▶ _SELECTED PASSAGE_
==========
Expected to come back to the San Francisco office
In January 2022, the startup said they wanted everyone to come back into the office in San Francisco.
We agreed I would work Wednesdays, Thursdays, and Fridays in the office, so for a while, I was flying between Vegas and San Francisco every week. It was around four hours door-to-door, each way.
My husband and I even bought an RV and tried living in an RV park in San Francisco for two months. But it was too expensive and wasn’t sustainable.
My husband and I had a really serious talk and decided it was time for me to start looking for a new job.
Despite the pay cut, still a smart decision
I found a remote job at a large company based near Seattle and sent a message to a recruiter. Within two weeks, I had an offer.
They offered me $145,000, a 20% pay cut from the $184,000 I was making at the startup. The change was shocking. After all, who takes a 20% pay cut?
But my husband and I did the math.
==========
List every city named in the passage about the return to the San Francisco office above.
==========
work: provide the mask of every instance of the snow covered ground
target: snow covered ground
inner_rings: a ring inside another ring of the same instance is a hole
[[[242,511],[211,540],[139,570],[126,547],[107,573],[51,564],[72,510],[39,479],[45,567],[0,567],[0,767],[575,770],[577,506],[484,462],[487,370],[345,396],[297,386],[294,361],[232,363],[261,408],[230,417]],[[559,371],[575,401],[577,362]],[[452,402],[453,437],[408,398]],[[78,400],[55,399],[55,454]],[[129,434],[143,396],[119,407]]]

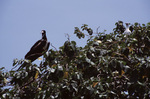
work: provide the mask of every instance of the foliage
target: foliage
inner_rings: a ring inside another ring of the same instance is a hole
[[[39,65],[29,62],[9,72],[0,68],[1,98],[150,98],[150,23],[133,24],[131,35],[124,29],[119,21],[113,33],[94,34],[84,24],[74,34],[79,39],[89,36],[85,47],[68,39],[59,50],[50,49]],[[13,66],[24,61],[15,59]]]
==========
▶ _OUTPUT_
San Francisco, Vegas, Seattle